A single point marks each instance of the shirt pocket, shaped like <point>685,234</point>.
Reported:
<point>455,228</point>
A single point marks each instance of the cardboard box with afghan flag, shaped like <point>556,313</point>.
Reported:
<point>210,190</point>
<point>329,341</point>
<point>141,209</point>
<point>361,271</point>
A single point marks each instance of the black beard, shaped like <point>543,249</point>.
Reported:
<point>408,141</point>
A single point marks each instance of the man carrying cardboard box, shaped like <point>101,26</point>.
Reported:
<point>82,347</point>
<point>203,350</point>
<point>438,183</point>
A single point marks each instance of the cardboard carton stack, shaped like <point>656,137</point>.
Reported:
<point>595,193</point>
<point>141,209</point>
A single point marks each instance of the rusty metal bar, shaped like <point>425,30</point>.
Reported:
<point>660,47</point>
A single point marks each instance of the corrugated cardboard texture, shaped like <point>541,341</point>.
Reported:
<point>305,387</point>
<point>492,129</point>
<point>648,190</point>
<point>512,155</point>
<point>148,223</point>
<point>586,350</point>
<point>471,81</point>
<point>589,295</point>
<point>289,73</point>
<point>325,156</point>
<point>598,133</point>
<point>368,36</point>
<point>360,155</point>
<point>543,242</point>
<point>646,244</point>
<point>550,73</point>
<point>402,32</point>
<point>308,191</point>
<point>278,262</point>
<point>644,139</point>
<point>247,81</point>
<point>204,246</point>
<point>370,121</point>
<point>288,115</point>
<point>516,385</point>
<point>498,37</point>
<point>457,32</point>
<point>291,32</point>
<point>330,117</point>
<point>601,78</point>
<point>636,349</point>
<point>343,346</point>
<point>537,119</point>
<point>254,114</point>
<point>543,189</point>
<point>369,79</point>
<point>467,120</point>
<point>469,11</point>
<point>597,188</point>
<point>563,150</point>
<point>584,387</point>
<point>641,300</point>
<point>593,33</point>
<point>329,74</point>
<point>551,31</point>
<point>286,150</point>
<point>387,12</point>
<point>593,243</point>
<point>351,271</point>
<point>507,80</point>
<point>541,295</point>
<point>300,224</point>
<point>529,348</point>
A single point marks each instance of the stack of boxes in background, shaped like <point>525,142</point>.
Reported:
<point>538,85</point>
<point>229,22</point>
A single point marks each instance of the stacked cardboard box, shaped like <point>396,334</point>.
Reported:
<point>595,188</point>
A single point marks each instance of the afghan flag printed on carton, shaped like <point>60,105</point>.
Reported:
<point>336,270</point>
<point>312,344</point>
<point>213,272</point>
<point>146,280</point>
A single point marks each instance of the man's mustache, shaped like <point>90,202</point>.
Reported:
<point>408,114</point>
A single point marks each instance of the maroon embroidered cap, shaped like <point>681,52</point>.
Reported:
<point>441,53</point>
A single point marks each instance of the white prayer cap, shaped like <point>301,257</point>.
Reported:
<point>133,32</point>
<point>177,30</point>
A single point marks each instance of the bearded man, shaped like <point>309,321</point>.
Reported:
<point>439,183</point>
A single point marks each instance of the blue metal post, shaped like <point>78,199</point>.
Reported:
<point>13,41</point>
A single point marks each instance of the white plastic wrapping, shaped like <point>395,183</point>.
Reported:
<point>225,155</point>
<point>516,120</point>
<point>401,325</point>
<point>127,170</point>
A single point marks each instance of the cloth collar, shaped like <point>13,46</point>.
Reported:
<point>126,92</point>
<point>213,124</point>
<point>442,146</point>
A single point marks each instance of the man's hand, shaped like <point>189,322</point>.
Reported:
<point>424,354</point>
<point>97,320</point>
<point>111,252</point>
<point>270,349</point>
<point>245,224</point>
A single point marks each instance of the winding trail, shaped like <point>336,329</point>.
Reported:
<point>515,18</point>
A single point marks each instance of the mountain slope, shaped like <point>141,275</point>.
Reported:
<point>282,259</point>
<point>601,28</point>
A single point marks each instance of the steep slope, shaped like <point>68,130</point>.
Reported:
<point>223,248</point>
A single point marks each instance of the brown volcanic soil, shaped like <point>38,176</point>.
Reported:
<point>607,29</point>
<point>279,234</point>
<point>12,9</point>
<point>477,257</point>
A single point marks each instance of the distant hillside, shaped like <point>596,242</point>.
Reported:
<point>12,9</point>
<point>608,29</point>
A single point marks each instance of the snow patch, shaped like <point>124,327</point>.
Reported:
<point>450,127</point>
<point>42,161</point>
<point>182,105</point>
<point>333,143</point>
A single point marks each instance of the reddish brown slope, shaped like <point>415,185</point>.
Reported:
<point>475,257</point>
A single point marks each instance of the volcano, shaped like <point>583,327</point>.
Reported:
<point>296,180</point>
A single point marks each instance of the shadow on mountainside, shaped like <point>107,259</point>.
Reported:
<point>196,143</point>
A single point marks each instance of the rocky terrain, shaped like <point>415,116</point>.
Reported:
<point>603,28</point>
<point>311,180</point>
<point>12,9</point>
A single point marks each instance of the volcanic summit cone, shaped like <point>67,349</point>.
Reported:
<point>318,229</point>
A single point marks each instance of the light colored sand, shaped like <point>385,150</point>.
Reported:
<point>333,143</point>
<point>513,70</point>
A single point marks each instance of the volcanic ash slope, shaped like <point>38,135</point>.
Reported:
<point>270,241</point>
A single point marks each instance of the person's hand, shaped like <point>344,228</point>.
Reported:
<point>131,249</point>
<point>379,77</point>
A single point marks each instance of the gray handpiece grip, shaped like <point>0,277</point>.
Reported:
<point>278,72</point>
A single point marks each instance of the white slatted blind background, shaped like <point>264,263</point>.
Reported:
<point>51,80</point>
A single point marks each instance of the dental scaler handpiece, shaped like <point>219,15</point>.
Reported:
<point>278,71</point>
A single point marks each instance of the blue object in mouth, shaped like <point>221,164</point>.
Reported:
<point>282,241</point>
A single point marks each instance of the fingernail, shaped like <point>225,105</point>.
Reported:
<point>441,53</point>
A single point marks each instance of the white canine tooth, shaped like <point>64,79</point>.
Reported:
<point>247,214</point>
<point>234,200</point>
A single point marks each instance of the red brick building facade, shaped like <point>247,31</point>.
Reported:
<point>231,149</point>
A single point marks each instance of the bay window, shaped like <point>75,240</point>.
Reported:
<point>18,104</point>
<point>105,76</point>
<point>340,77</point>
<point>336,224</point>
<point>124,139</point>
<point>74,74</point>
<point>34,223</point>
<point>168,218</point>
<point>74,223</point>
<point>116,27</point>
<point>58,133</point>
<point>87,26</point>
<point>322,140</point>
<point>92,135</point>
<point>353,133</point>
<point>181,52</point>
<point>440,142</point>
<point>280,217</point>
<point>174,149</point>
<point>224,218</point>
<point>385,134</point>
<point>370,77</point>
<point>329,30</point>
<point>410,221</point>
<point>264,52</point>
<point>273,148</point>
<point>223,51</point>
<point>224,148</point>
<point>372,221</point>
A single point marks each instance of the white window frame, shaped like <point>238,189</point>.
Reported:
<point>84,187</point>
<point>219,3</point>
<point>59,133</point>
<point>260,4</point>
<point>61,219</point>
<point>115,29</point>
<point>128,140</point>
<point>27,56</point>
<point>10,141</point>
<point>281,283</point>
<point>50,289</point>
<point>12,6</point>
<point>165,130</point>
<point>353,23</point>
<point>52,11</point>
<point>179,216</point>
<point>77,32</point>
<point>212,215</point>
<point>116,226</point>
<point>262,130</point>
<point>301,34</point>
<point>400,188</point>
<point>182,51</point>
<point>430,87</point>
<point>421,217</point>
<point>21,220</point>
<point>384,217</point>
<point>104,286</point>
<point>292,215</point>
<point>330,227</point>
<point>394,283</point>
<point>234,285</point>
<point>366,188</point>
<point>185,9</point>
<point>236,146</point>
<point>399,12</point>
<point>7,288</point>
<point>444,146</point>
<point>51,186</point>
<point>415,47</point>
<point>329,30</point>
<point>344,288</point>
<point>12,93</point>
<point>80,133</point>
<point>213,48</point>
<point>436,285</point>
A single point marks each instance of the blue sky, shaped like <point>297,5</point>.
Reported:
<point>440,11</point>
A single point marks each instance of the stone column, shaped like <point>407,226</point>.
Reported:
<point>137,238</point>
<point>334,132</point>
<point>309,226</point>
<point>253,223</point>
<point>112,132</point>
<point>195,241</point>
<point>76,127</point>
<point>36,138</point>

+ + +

State how many lines in the material include the string "handpiece". Nothing other than the number is wanted.

2